THE PROBLEM -> Each record has to be repeated exactly as given.

DATA PROVIDED ->
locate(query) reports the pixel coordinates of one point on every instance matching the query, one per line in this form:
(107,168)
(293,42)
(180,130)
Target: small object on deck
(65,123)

YOUR RESPONSE ->
locate(query) reports the pixel coordinates of one point on every instance matching the query, one per line in this form:
(107,168)
(293,42)
(180,130)
Target: small object on deck
(65,123)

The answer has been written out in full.